Task list:
(1) Decide whether each statement agrees with the text on strategic philanthropy, answering yes or no and quoting the deciding words of the text: (a) Anheuser-Busch donated canned water to regions hit by hurricanes. (b) According to the text, giving amounts to handing over a check. (c) The text holds that a company must be authentic in its philanthropy in order to be transparent.
(2) Reproduce the part of the text on strategic philanthropy that opens with the words containing "Giving is more" and closes with "can be immediate.".

Strategic Philanthropy is Integrated

If you “really think through it and get a smart start,” notes one CEO, you avoid the scenario of a disjointed program, with marketing, human resources, product development, and customer service each heading off in different directions. A strategic program gives you a solid foundation from which to build, to assign tasks, and to streamline the resources you plan to invest. It also means that each employee knows the value of his or her contribution, and the company can increase training in the areas of teamwork and leadership productively and in ways that dovetail with employees’ passions, in turn.

Strategic Philanthropy is Multi-Layered

Giving is more than handing over a check, and corporations have multiple tools to leverage that reinforce progress on the issues of concern. Supporting volunteerism and the events employees participate in on their own time, or matching donations, multiplies their impact and yours in turn. In-kind donations can range from products, to real estate, to supplies needed in disaster recovery. Anheuser-Busch donated water in cans to hurricane-hit regions, while others opened their doors or delivered food and support to rescue teams and victims taking shelter. Strategic philanthropy also means your company knows in advance what can be done, so that procedures are in place and action can be immediate.

Strategic Philanthropy is Open-Minded and Creative

Strategic philanthropy requires companies to “start talking to people who don’t look like you and start talking with those who are on the receiving end.” This applies not only to charitable dollars and in-kind resources, but to product lines and customer support. Research and development tied to philanthropic programs is not-so-coincidentally in place in many companies that give greater percentages of their pre-tax profits. A competitor’s new SKUs on the shelves, an upgraded app, or that award-winning marketing campaign are more likely to be the result of personal and direct engagement with customers and communities on issues of mutual concern than the brainchild of some genius hidden away in an office.

Strategic Philanthropy is Transparent

A company needs to be authentic in its philanthropy in order to be transparent. Transparency, in turn, will make or break you in difficult times. Companies evolve and issues arise, and a company’s character and track record on honest, thoughtful, and clear communication with stakeholders is often measured by how it manages its philanthropic programming. Reputation management and the ability to maintain consumer, employee, community, and business partner trust is more important now than ever.

As any good leader will tell you, the better the question, the more impact an answer can deliver. So if it’s no longer “why philanthropy,” but rather “why strategic philanthropy” that seems to be worthy of discussion, congratulations, and don’t worry. “You don’t need to reinvent the wheel,” as one CEO with whom we’ve worked confirms. Knowing a strategic philanthropic giving program is what your company needs means you have taken the first step in the best possible direction your company can take. You are on your way to achieving both social impact and benefits to your company’s operations, employees, and brand health across stakeholder communities, and of course, its bottom line.

Recorded information:
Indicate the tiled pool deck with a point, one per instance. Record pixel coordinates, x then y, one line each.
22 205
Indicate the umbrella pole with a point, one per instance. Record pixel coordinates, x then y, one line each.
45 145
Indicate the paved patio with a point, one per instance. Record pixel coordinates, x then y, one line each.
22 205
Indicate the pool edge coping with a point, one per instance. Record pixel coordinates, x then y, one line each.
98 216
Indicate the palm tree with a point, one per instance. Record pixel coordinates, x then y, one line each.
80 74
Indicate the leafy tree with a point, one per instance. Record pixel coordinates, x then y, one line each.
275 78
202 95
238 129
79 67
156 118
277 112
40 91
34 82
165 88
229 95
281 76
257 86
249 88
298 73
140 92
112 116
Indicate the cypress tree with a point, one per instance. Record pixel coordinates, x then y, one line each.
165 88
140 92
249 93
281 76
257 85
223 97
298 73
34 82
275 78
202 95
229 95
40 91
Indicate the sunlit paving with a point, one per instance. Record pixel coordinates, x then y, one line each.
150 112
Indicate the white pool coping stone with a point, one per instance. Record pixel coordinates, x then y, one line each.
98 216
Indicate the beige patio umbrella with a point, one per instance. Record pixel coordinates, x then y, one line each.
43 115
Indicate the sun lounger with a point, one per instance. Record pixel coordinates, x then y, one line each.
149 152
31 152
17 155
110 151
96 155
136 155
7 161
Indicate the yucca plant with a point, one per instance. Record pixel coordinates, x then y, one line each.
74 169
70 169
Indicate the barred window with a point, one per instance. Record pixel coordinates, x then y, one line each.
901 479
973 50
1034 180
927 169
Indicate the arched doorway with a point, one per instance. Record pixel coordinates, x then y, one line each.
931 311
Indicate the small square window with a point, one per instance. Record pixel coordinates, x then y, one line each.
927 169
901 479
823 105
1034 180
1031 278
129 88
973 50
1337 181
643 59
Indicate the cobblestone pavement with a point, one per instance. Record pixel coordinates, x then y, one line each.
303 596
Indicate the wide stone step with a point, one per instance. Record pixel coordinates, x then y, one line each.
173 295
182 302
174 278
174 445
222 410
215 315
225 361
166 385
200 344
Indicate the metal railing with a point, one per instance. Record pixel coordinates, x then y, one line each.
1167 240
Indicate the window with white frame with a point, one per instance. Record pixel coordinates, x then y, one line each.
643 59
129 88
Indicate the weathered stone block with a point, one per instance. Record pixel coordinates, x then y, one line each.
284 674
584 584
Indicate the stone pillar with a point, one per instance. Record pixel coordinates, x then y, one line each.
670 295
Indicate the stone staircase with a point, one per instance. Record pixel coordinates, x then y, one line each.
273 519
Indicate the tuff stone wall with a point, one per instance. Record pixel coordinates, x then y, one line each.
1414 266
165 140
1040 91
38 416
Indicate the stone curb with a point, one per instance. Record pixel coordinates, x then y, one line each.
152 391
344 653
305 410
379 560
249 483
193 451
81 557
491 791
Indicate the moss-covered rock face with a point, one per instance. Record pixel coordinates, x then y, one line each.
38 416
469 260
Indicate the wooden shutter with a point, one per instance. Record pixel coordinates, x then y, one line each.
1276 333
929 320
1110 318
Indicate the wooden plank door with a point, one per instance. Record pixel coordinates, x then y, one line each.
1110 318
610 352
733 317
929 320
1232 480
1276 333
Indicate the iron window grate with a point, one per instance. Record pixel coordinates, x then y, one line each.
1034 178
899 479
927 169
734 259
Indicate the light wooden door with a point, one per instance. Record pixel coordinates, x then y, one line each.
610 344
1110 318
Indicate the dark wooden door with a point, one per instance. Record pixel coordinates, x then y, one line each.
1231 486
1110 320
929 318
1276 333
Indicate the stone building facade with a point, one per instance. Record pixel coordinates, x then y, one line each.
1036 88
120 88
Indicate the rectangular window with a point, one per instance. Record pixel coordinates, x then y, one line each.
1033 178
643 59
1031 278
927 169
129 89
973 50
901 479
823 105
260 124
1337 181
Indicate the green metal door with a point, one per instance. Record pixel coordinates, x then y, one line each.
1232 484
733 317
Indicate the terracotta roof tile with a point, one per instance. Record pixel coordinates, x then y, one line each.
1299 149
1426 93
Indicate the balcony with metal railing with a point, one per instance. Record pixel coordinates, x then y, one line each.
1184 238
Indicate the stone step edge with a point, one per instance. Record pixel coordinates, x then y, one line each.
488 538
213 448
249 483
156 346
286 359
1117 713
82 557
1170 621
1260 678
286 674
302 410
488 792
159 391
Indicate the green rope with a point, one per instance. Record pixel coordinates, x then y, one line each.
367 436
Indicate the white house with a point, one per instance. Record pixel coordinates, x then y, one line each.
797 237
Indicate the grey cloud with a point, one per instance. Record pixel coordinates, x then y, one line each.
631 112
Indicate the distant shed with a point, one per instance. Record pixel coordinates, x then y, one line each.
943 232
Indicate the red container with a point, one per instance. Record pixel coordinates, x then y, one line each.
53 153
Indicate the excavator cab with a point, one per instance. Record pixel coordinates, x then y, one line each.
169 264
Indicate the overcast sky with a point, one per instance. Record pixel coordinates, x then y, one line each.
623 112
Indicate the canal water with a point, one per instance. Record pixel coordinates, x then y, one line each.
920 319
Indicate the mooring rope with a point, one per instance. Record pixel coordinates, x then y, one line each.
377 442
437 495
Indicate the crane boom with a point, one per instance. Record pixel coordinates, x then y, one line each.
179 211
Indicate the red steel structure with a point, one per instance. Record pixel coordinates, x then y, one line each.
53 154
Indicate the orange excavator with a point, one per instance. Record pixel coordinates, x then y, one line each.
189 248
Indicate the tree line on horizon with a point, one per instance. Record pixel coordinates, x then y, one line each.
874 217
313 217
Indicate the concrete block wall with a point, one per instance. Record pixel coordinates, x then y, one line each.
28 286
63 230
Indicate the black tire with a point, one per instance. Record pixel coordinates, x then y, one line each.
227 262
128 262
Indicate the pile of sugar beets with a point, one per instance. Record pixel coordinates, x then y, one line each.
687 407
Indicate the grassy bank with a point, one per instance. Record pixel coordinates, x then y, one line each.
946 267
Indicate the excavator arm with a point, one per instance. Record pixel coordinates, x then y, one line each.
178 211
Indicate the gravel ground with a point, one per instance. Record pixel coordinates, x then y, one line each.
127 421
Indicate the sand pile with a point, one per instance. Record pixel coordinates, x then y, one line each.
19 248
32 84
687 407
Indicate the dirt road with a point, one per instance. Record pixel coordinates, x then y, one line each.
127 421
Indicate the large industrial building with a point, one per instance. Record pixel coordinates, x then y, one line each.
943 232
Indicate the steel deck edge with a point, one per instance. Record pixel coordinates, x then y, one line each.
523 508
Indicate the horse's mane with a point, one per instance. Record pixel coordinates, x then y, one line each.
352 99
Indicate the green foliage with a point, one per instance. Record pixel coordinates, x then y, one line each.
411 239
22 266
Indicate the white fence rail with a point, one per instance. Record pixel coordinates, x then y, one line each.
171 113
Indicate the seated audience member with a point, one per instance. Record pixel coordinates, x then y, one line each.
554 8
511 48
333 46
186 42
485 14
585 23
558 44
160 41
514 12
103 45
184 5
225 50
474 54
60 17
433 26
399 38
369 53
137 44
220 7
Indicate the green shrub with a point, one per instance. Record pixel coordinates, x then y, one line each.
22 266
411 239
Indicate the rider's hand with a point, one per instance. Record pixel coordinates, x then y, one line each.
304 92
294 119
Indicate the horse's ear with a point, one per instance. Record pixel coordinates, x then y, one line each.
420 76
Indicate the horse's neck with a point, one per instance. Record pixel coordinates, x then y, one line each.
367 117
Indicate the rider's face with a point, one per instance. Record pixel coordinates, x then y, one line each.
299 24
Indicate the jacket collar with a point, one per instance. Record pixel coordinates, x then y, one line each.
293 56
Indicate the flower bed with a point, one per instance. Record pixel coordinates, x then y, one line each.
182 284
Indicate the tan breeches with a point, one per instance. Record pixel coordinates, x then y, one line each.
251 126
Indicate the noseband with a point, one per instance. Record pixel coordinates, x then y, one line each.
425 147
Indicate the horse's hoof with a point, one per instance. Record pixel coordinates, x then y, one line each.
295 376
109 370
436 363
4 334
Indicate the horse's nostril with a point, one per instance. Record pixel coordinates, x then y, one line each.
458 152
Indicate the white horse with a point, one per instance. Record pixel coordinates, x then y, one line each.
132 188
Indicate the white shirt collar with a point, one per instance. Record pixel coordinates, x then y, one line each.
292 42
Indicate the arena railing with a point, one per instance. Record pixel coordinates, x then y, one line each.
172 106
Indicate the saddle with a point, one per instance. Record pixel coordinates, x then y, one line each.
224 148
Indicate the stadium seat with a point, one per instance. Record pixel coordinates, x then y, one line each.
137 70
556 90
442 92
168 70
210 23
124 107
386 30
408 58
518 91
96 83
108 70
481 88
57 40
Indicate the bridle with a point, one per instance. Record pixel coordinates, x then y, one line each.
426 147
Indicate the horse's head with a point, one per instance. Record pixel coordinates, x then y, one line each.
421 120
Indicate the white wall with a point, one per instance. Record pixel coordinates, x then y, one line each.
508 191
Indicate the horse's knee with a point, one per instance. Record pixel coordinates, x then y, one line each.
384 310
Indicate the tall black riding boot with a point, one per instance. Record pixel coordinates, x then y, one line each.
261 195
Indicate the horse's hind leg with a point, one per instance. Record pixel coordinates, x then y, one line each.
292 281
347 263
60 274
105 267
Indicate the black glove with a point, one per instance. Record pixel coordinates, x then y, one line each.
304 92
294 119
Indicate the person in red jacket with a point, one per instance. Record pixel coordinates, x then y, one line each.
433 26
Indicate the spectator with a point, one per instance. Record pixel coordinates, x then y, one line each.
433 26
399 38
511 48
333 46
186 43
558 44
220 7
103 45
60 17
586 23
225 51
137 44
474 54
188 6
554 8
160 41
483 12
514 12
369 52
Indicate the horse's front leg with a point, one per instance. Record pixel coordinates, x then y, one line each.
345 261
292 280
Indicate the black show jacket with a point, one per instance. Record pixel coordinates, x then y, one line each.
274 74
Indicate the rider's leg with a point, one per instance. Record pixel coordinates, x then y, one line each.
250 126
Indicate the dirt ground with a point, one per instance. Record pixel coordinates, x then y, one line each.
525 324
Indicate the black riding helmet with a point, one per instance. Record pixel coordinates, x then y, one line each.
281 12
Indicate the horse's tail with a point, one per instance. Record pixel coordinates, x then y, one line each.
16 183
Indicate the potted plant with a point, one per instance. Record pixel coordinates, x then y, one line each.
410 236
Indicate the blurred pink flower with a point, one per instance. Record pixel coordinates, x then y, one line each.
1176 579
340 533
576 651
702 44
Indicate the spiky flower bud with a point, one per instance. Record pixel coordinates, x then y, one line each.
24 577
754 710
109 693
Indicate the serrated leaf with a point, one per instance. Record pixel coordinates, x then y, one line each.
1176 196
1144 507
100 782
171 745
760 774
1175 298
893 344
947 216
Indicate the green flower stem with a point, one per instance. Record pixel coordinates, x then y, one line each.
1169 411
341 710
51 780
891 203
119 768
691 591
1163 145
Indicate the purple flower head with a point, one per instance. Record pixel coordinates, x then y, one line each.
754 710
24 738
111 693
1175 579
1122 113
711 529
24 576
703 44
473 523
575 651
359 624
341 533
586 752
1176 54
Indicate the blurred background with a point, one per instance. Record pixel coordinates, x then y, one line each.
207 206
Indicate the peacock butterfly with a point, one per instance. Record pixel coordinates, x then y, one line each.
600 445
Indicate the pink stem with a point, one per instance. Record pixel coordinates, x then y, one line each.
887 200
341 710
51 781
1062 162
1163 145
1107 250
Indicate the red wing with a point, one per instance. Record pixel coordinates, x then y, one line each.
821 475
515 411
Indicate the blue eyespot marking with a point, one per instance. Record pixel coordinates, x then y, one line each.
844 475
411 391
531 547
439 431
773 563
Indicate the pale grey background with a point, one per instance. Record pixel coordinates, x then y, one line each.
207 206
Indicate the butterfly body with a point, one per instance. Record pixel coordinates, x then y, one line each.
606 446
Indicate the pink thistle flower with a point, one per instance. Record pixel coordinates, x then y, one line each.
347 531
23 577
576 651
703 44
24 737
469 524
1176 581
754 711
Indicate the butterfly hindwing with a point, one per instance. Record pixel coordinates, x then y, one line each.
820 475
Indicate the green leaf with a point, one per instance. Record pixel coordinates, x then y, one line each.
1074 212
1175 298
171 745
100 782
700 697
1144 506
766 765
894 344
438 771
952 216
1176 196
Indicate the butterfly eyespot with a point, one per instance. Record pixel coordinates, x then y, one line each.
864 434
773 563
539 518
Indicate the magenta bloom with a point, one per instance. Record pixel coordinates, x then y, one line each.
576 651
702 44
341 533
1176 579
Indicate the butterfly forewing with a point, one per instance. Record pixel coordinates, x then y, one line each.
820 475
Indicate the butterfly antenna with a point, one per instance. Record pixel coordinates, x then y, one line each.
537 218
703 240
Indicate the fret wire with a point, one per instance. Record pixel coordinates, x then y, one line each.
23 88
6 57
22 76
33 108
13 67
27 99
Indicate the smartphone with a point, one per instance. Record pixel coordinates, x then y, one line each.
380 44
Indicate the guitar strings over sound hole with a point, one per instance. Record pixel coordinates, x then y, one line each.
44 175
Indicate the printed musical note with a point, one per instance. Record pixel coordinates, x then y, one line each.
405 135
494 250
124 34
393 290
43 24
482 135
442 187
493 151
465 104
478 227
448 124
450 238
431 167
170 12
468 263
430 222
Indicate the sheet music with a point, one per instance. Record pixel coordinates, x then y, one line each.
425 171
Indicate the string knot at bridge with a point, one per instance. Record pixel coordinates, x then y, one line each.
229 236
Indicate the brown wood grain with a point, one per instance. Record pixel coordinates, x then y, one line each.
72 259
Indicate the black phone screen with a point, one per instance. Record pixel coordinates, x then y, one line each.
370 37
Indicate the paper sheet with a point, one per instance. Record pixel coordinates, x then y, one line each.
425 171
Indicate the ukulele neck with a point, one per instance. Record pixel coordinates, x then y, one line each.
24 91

Response list:
(1)
(a) Yes: "Anheuser-Busch donated water in cans to hurricane-hit regions"
(b) No: "Giving is more than handing over a check"
(c) Yes: "A company needs to be authentic in its philanthropy in order to be transparent."

(2)
Giving is more than handing over a check, and corporations have multiple tools to leverage that reinforce progress on the issues of concern. Supporting volunteerism and the events employees participate in on their own time, or matching donations, multiplies their impact and yours in turn. In-kind donations can range from products, to real estate, to supplies needed in disaster recovery. Anheuser-Busch donated water in cans to hurricane-hit regions, while others opened their doors or delivered food and support to rescue teams and victims taking shelter. Strategic philanthropy also means your company knows in advance what can be done, so that procedures are in place and action can be immediate.